=== Section Start ===
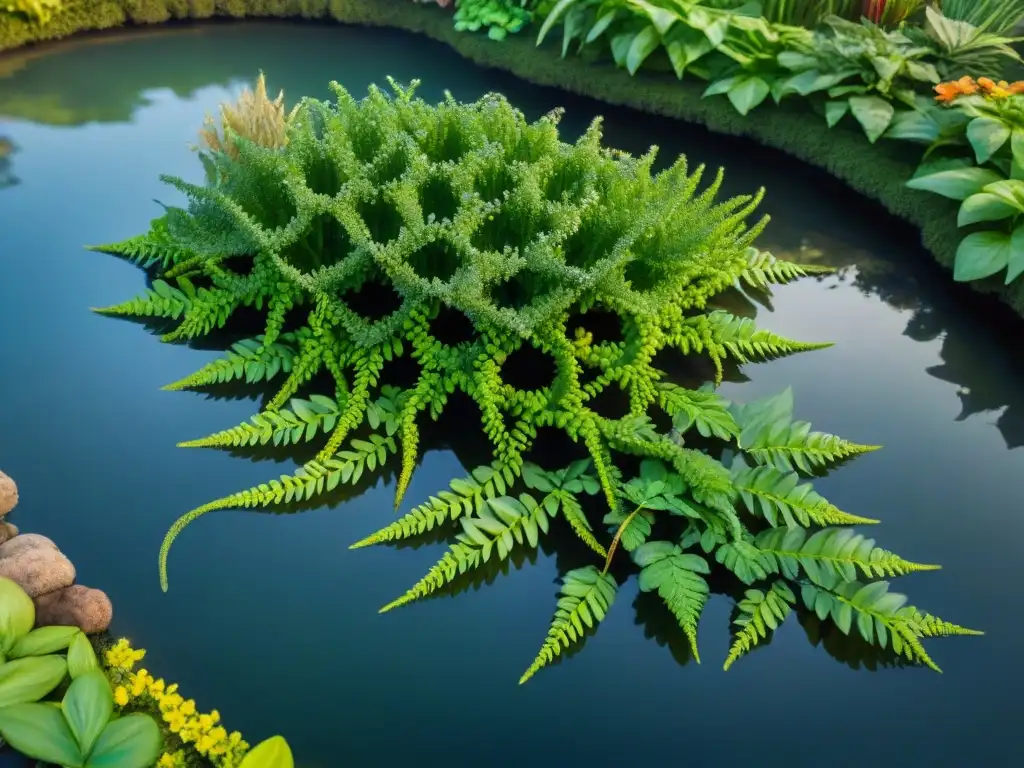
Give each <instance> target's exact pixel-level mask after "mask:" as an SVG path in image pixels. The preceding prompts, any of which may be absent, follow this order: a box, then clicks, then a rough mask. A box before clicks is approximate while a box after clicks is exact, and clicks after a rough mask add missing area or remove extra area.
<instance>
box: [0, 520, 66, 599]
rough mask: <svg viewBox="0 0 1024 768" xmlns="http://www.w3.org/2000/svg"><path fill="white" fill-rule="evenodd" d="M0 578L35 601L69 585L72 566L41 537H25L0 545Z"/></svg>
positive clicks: (61, 553) (49, 542) (25, 535)
mask: <svg viewBox="0 0 1024 768" xmlns="http://www.w3.org/2000/svg"><path fill="white" fill-rule="evenodd" d="M0 577H5V578H7V579H10V580H11V581H13V582H16V583H17V584H18V585H20V587H22V589H24V590H25V592H26V594H28V595H29V597H32V598H35V597H39V596H40V595H45V594H48V593H50V592H56V591H57V590H59V589H63V588H65V587H70V586H71V585H73V584H74V583H75V566H74V565H72V562H71V560H69V559H68V558H67V557H65V555H63V553H62V552H60V550H58V549H57V548H56V545H55V544H53V542H51V541H50V540H49V539H47V538H46V537H45V536H39V535H38V534H25V535H23V536H16V537H14V538H13V539H11V540H10V541H9V542H5V543H4V544H2V545H0Z"/></svg>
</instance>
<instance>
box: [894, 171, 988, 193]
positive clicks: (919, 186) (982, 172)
mask: <svg viewBox="0 0 1024 768" xmlns="http://www.w3.org/2000/svg"><path fill="white" fill-rule="evenodd" d="M1001 180H1002V177H1001V176H999V174H997V173H996V172H995V171H990V170H988V169H987V168H950V169H949V170H943V171H938V172H937V173H932V174H929V175H921V176H915V177H914V178H912V179H910V180H909V181H907V182H906V185H907V186H908V187H910V188H911V189H921V190H923V191H930V193H935V194H936V195H941V196H942V197H943V198H949V199H950V200H967V199H968V198H970V197H971V196H972V195H976V194H977V193H980V191H981V190H982V189H983V188H984V187H985V186H986V185H987V184H991V183H993V182H995V181H1001Z"/></svg>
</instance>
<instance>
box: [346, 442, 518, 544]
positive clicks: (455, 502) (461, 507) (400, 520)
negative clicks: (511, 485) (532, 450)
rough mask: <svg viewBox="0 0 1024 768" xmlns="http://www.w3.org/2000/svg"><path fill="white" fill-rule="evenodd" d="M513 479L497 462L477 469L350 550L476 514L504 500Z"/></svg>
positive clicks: (383, 541)
mask: <svg viewBox="0 0 1024 768" xmlns="http://www.w3.org/2000/svg"><path fill="white" fill-rule="evenodd" d="M510 478H511V479H510ZM514 479H515V476H514V475H513V474H512V473H511V472H508V477H507V476H506V473H505V470H504V468H503V467H502V465H501V464H499V463H498V462H495V463H494V464H492V465H490V466H489V467H487V466H482V467H477V468H476V469H474V470H473V471H472V472H471V473H470V474H469V475H467V476H466V477H463V478H461V479H459V478H456V479H454V480H452V482H451V483H449V487H450V488H451V490H441V492H439V493H438V494H437V495H436V496H432V497H430V499H428V500H427V501H426V502H424V503H423V504H421V505H419V506H418V507H416V508H415V509H412V510H410V511H409V512H407V513H406V514H404V515H402V516H401V517H400V518H398V519H397V520H395V521H394V522H392V523H391V524H390V525H385V526H384V527H383V528H381V529H380V530H377V531H376V532H374V534H371V535H370V536H368V537H366V538H365V539H360V540H359V541H357V542H356V543H355V544H353V545H351V546H350V547H349V549H359V548H361V547H369V546H371V545H374V544H382V543H384V542H395V541H399V540H401V539H411V538H412V537H414V536H418V535H420V534H423V532H425V531H427V530H431V529H432V528H433V527H434V526H436V525H440V524H441V523H443V522H446V521H449V520H457V519H459V517H460V516H461V515H469V514H473V513H474V512H476V513H477V514H479V513H480V511H481V510H482V509H483V505H484V504H485V503H486V502H487V501H488V500H490V499H496V498H498V497H501V496H505V495H506V493H508V488H509V485H511V483H512V481H513V480H514Z"/></svg>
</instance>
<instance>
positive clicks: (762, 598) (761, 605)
mask: <svg viewBox="0 0 1024 768" xmlns="http://www.w3.org/2000/svg"><path fill="white" fill-rule="evenodd" d="M744 594H745V599H744V600H741V601H740V602H739V604H738V605H737V606H736V607H738V608H739V616H737V617H736V620H735V621H734V622H733V624H735V625H736V626H737V627H739V628H740V630H739V632H737V633H736V639H735V640H734V641H733V643H732V647H731V648H729V655H728V656H726V659H725V664H724V665H723V667H722V669H723V670H728V669H729V668H730V667H732V665H733V663H734V662H735V660H736V659H737V658H739V657H740V656H741V655H743V654H744V653H746V652H749V651H750V650H751V648H753V647H754V646H755V645H757V644H758V643H759V642H761V641H762V640H764V639H765V638H766V637H768V632H769V631H771V632H774V631H775V630H776V629H777V628H778V626H779V625H780V624H781V623H782V622H784V621H785V620H786V617H787V616H788V615H790V613H791V612H792V611H793V607H792V606H793V604H794V603H795V602H796V601H797V598H796V597H795V596H794V594H793V591H792V590H791V589H790V588H788V586H786V584H785V582H775V583H774V584H772V586H771V589H769V590H768V592H762V591H761V590H746V592H745V593H744Z"/></svg>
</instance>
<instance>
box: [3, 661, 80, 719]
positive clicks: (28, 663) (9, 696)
mask: <svg viewBox="0 0 1024 768" xmlns="http://www.w3.org/2000/svg"><path fill="white" fill-rule="evenodd" d="M67 674H68V665H67V663H66V662H65V660H63V658H62V657H61V656H29V657H28V658H15V659H14V660H13V662H7V664H4V665H0V708H3V707H9V706H10V705H15V703H27V702H29V701H38V700H39V699H40V698H42V697H43V696H45V695H46V694H47V693H49V692H50V691H51V690H53V689H54V688H56V687H57V686H58V685H59V684H60V681H61V680H63V679H65V675H67Z"/></svg>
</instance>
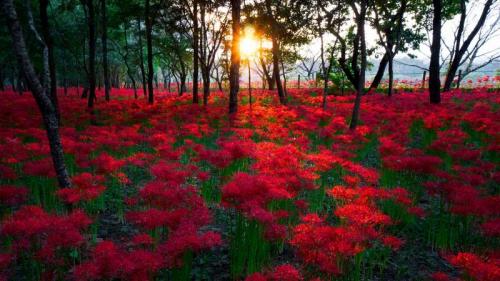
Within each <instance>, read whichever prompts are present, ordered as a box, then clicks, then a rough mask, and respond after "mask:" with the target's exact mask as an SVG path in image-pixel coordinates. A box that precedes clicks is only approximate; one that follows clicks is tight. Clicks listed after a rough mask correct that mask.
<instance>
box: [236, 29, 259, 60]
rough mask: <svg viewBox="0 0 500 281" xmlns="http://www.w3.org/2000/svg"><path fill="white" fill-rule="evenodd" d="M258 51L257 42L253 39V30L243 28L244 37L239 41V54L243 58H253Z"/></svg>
mask: <svg viewBox="0 0 500 281" xmlns="http://www.w3.org/2000/svg"><path fill="white" fill-rule="evenodd" d="M258 49H259V42H258V40H257V38H255V29H254V28H253V27H251V26H248V27H246V28H245V31H244V36H243V37H242V38H241V40H240V54H241V56H242V57H244V58H251V57H253V56H254V55H255V54H256V53H257V51H258Z"/></svg>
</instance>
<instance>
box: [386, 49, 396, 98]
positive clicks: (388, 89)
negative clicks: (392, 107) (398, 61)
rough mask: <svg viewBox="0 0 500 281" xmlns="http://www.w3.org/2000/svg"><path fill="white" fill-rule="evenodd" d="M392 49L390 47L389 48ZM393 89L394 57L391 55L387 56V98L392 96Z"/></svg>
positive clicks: (393, 79)
mask: <svg viewBox="0 0 500 281" xmlns="http://www.w3.org/2000/svg"><path fill="white" fill-rule="evenodd" d="M391 48H392V46H391ZM393 87H394V56H393V54H390V55H389V89H388V90H387V95H388V96H389V97H391V96H392V92H393Z"/></svg>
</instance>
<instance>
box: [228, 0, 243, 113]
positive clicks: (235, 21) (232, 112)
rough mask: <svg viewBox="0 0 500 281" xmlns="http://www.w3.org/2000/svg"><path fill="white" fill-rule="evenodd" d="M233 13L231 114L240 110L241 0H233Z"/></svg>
mask: <svg viewBox="0 0 500 281" xmlns="http://www.w3.org/2000/svg"><path fill="white" fill-rule="evenodd" d="M231 14H232V18H233V23H232V31H233V41H232V46H231V68H230V70H229V87H230V89H229V114H233V113H236V111H238V91H239V90H240V82H239V81H240V60H241V58H240V53H239V50H238V48H239V45H240V29H241V26H240V18H241V0H231Z"/></svg>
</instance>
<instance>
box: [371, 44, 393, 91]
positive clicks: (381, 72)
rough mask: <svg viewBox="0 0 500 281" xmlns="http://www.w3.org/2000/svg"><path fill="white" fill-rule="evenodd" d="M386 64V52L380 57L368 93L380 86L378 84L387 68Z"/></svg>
mask: <svg viewBox="0 0 500 281" xmlns="http://www.w3.org/2000/svg"><path fill="white" fill-rule="evenodd" d="M388 62H389V55H388V54H387V52H386V53H385V54H384V56H383V57H382V59H381V60H380V63H379V66H378V70H377V74H375V77H374V78H373V81H372V83H371V84H370V89H369V91H371V90H373V89H377V88H378V86H379V85H380V82H382V78H383V77H384V72H385V69H386V67H387V64H388Z"/></svg>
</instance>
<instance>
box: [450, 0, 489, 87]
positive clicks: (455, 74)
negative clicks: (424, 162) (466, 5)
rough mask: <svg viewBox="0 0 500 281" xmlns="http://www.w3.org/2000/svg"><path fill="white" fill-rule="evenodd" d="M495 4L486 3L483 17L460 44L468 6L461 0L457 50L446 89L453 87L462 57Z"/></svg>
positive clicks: (480, 28)
mask: <svg viewBox="0 0 500 281" xmlns="http://www.w3.org/2000/svg"><path fill="white" fill-rule="evenodd" d="M492 4H493V0H487V1H486V3H485V4H484V8H483V11H482V13H481V17H480V18H479V20H478V21H477V23H476V26H475V27H474V29H473V30H472V32H471V33H470V34H469V36H468V37H467V39H466V40H465V41H464V44H463V45H462V46H460V43H461V39H462V36H463V33H464V24H465V17H466V13H467V8H466V3H465V0H461V20H460V25H459V28H458V30H457V34H456V39H455V47H456V48H455V50H454V51H453V56H452V58H453V59H452V61H451V63H450V66H449V68H448V72H447V74H446V79H445V82H444V91H445V92H448V91H450V89H451V84H452V83H453V80H455V76H456V74H457V71H458V68H459V67H460V65H461V63H462V58H463V56H464V55H465V53H466V52H467V49H468V48H469V46H470V44H471V43H472V40H474V37H476V35H477V33H478V32H479V31H480V30H481V28H482V27H483V26H484V24H485V22H486V18H487V16H488V14H489V12H490V8H491V5H492Z"/></svg>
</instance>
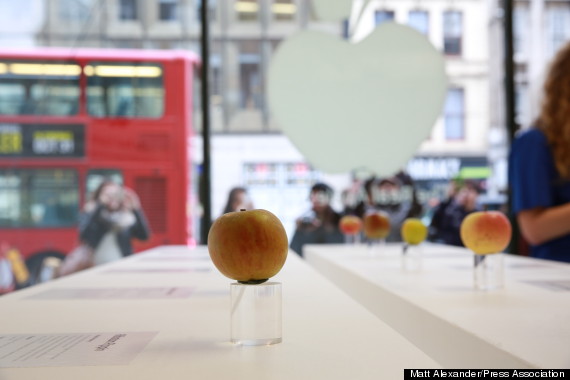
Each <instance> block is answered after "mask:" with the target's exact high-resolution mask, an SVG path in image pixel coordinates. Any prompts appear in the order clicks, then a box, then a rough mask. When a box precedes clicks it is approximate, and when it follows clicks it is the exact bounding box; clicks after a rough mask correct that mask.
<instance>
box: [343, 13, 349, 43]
mask: <svg viewBox="0 0 570 380" xmlns="http://www.w3.org/2000/svg"><path fill="white" fill-rule="evenodd" d="M349 37H350V22H349V21H348V19H347V18H346V19H344V20H343V21H342V38H344V39H345V40H348V38H349Z"/></svg>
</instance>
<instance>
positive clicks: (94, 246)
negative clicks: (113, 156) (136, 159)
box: [58, 181, 150, 276]
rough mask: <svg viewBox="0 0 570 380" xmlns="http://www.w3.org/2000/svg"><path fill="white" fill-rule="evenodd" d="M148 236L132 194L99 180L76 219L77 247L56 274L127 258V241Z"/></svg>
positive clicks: (112, 184)
mask: <svg viewBox="0 0 570 380" xmlns="http://www.w3.org/2000/svg"><path fill="white" fill-rule="evenodd" d="M149 236H150V229H149V227H148V222H147V219H146V216H145V214H144V212H143V210H142V208H141V204H140V200H139V198H138V196H137V195H136V194H135V192H134V191H132V190H131V189H128V188H126V187H122V186H120V185H118V184H116V183H115V182H112V181H103V183H101V184H100V185H99V187H98V188H97V189H96V190H95V191H94V192H93V196H92V198H91V199H90V200H89V201H88V202H87V203H86V204H85V206H84V208H83V211H82V213H81V215H80V217H79V240H80V242H81V244H80V245H79V247H78V248H77V249H75V250H74V251H73V252H71V253H70V254H69V255H68V257H66V259H65V260H64V262H63V263H62V265H61V267H60V268H59V270H58V275H59V276H62V275H66V274H69V273H73V272H76V271H78V270H82V269H86V268H88V267H90V266H93V265H99V264H104V263H108V262H112V261H115V260H119V259H121V258H123V257H126V256H129V255H131V254H132V253H133V250H132V243H131V240H132V239H133V238H136V239H139V240H146V239H148V238H149Z"/></svg>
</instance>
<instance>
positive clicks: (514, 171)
mask: <svg viewBox="0 0 570 380" xmlns="http://www.w3.org/2000/svg"><path fill="white" fill-rule="evenodd" d="M509 182H510V186H511V193H512V198H511V210H512V212H513V213H514V214H515V215H516V214H518V213H519V212H520V211H523V210H529V209H533V208H536V207H544V208H547V207H552V206H558V205H562V204H565V203H568V202H570V181H567V180H562V179H560V176H559V175H558V171H557V170H556V166H555V165H554V158H553V157H552V152H551V150H550V146H549V145H548V140H547V138H546V135H544V133H543V132H542V131H541V130H539V129H537V128H531V129H529V130H526V131H524V132H522V133H520V134H519V135H518V136H517V137H516V139H515V140H514V141H513V144H512V147H511V152H510V156H509ZM568 222H569V223H570V220H569V221H568ZM531 248H532V256H533V257H539V258H543V259H550V260H558V261H566V262H570V235H566V236H563V237H560V238H557V239H554V240H550V241H548V242H546V243H543V244H539V245H535V246H531Z"/></svg>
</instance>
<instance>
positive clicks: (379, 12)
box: [374, 10, 394, 25]
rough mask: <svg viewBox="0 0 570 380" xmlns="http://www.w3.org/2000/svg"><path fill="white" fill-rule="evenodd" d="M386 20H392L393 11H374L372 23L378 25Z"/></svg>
mask: <svg viewBox="0 0 570 380" xmlns="http://www.w3.org/2000/svg"><path fill="white" fill-rule="evenodd" d="M387 21H394V11H389V10H381V11H376V12H374V25H380V24H382V23H383V22H387Z"/></svg>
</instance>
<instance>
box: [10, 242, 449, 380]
mask: <svg viewBox="0 0 570 380" xmlns="http://www.w3.org/2000/svg"><path fill="white" fill-rule="evenodd" d="M272 280H273V281H280V282H282V287H283V343H280V344H276V345H272V346H257V347H241V346H235V345H232V344H231V343H229V288H230V283H231V282H232V281H231V280H229V279H227V278H225V277H223V276H222V275H221V274H220V273H219V272H218V271H217V270H216V269H215V268H214V267H213V265H212V263H211V261H210V259H209V256H208V254H207V251H206V249H205V248H204V247H199V248H196V249H188V248H186V247H179V246H166V247H160V248H156V249H153V250H150V251H147V252H145V253H142V254H137V255H134V256H131V257H129V258H127V259H124V260H121V261H119V262H116V263H112V264H110V265H104V266H100V267H97V268H94V269H91V270H87V271H84V272H81V273H78V274H75V275H71V276H69V277H66V278H62V279H59V280H55V281H52V282H50V283H45V284H42V285H38V286H35V287H32V288H28V289H25V290H22V291H18V292H15V293H12V294H9V295H6V296H2V297H0V311H1V312H0V353H2V352H3V351H2V344H4V343H3V342H7V341H8V340H9V339H12V340H14V339H15V340H18V339H19V341H24V342H28V340H29V341H30V342H32V341H34V340H37V339H40V338H41V339H44V340H45V341H46V342H47V339H52V338H53V337H54V336H58V337H59V336H60V335H62V334H63V335H65V334H72V336H67V337H63V338H62V337H59V338H58V339H60V340H59V341H58V342H59V343H57V342H56V343H54V345H51V346H50V344H51V343H50V344H47V343H46V344H45V345H44V347H43V348H42V349H44V350H46V351H49V350H51V351H52V354H50V355H51V356H50V355H47V354H46V353H45V352H40V351H39V350H37V351H36V352H34V353H33V354H32V353H27V354H26V355H27V356H26V357H25V358H21V357H20V358H18V359H17V360H16V359H14V358H16V357H17V356H18V355H17V353H13V352H12V353H10V355H8V357H9V358H13V360H14V361H16V362H18V363H24V364H19V365H21V366H22V367H23V368H14V367H13V364H12V365H7V364H6V362H7V361H9V360H8V359H6V357H4V358H2V355H0V379H2V380H14V379H17V380H21V379H53V380H63V379H82V380H88V379H97V380H100V379H105V380H112V379H137V380H141V379H153V380H155V379H168V380H175V379H184V380H187V379H248V380H251V379H263V380H267V379H287V380H290V379H311V380H313V379H342V380H346V379H359V380H361V379H375V380H376V379H399V378H403V369H404V368H439V367H440V365H439V364H438V363H436V362H435V361H434V360H432V359H431V358H429V357H428V356H427V355H426V354H424V353H423V352H422V351H420V350H419V349H418V348H417V347H415V346H414V345H413V344H411V343H410V342H409V341H408V340H406V339H405V338H403V337H402V336H401V335H399V334H398V333H396V332H395V331H394V330H393V329H392V328H390V327H389V326H388V325H386V324H385V323H384V322H382V321H381V320H380V319H378V318H377V317H376V316H375V315H373V314H372V313H370V312H369V311H368V310H366V309H365V308H364V307H362V306H361V305H359V304H358V303H357V302H356V301H354V300H352V299H351V298H350V297H348V296H347V295H345V294H344V293H343V292H342V291H340V290H339V289H338V288H336V287H335V286H334V285H333V284H332V283H330V282H329V281H327V280H326V279H325V278H324V277H323V276H322V275H320V274H318V273H317V272H316V271H315V270H314V269H312V268H310V266H309V265H307V264H306V263H304V262H303V261H302V260H301V259H300V258H299V257H298V256H297V255H296V254H294V253H292V252H291V253H290V254H289V257H288V259H287V262H286V264H285V267H284V268H283V270H282V271H281V272H280V273H279V275H277V276H276V277H275V278H274V279H272ZM42 334H55V335H54V336H52V335H49V336H47V337H46V336H44V335H42ZM73 334H78V335H77V336H78V337H76V336H75V335H73ZM81 334H84V335H81ZM85 334H86V335H85ZM105 334H108V335H105ZM85 336H86V337H87V338H88V340H87V342H88V343H89V342H90V341H91V340H93V341H94V342H95V341H97V340H96V339H102V337H105V338H104V339H103V341H104V342H106V343H104V344H99V345H98V346H96V348H95V349H93V350H91V351H97V353H109V352H111V354H109V355H108V356H107V357H102V358H100V359H97V360H99V361H100V362H96V363H94V362H90V360H92V359H93V358H92V356H93V352H87V353H85V352H83V353H78V354H76V356H77V358H76V359H74V360H76V361H73V362H72V363H70V362H69V356H70V352H73V350H74V349H75V348H74V347H79V345H76V346H74V345H75V344H78V343H77V341H79V340H81V339H84V338H85ZM109 337H110V338H109ZM87 338H85V339H87ZM54 339H55V338H54ZM65 339H67V341H66V340H65ZM74 339H75V340H74ZM52 340H53V339H52ZM61 342H68V343H65V344H63V343H61ZM126 342H130V343H129V344H131V346H129V345H127V344H126ZM84 343H85V341H82V342H81V344H84ZM26 344H27V343H26ZM58 344H59V345H60V346H65V347H64V349H61V347H60V348H58V350H60V351H61V350H63V351H65V350H67V351H65V352H64V353H61V354H60V353H56V351H57V350H56V349H55V348H54V346H57V345H58ZM85 344H87V343H85ZM23 349H27V350H29V349H30V348H29V346H28V347H24V348H23ZM113 350H115V351H116V354H112V351H113ZM57 352H59V351H57ZM54 353H55V354H54ZM36 354H37V357H38V358H37V359H36V358H35V357H34V355H36ZM4 355H5V356H6V349H5V348H4ZM20 356H23V355H20ZM71 356H73V355H71ZM66 357H67V359H66ZM38 360H39V361H42V360H43V361H46V360H47V361H48V362H50V361H52V362H51V363H52V364H49V363H48V364H47V365H46V364H45V363H44V364H42V365H43V366H41V367H31V368H30V366H33V365H37V363H38ZM58 360H59V361H60V362H58ZM97 360H96V361H97ZM110 362H111V363H110ZM2 363H3V364H2ZM34 363H35V364H34ZM53 363H59V364H58V365H57V366H53ZM85 363H87V364H85Z"/></svg>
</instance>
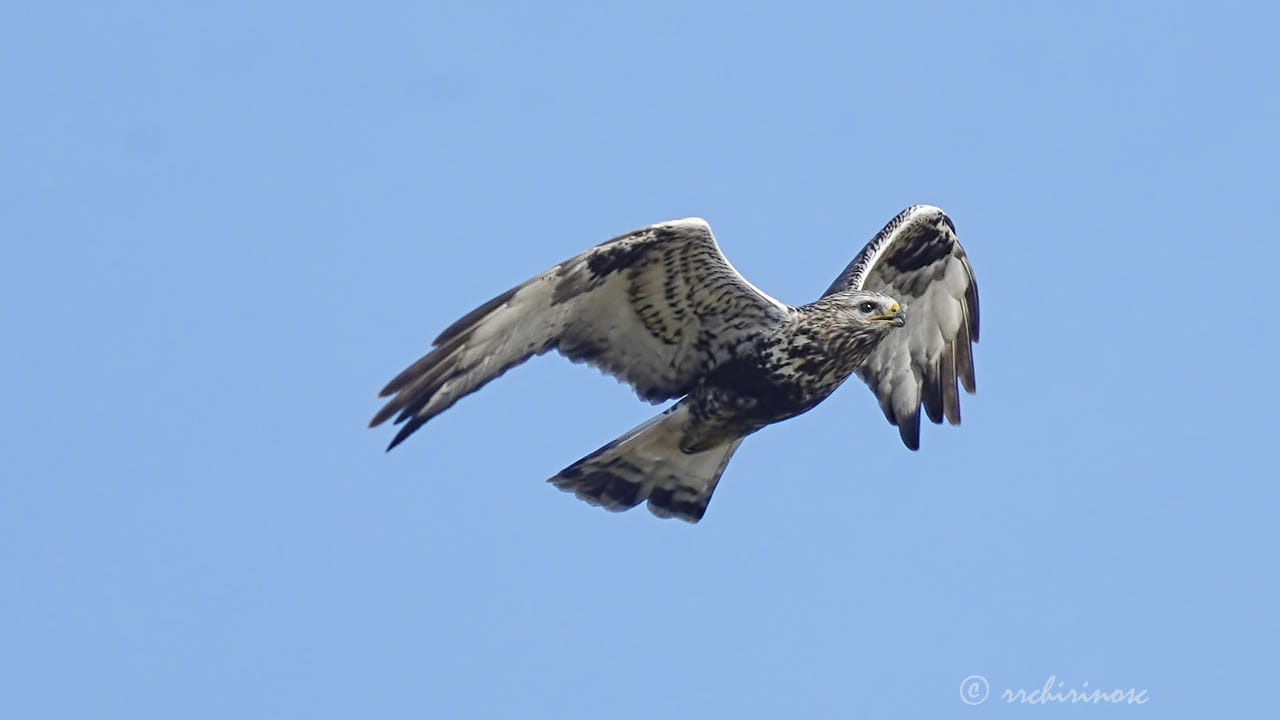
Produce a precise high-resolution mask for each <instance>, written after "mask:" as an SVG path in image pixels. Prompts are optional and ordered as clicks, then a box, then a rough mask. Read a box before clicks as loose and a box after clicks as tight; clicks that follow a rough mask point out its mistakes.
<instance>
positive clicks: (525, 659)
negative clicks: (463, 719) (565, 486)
=== Section End ===
INSTRUCTIONS FOR THE TASK. Go through the data above and copy each line that holds the word "negative".

COMPLETED TASK.
negative clicks: (511, 485) (532, 450)
negative clicks: (392, 107) (398, 61)
negative clicks: (424, 162) (466, 5)
negative clicks: (113, 156) (136, 159)
negative clicks: (463, 719) (565, 486)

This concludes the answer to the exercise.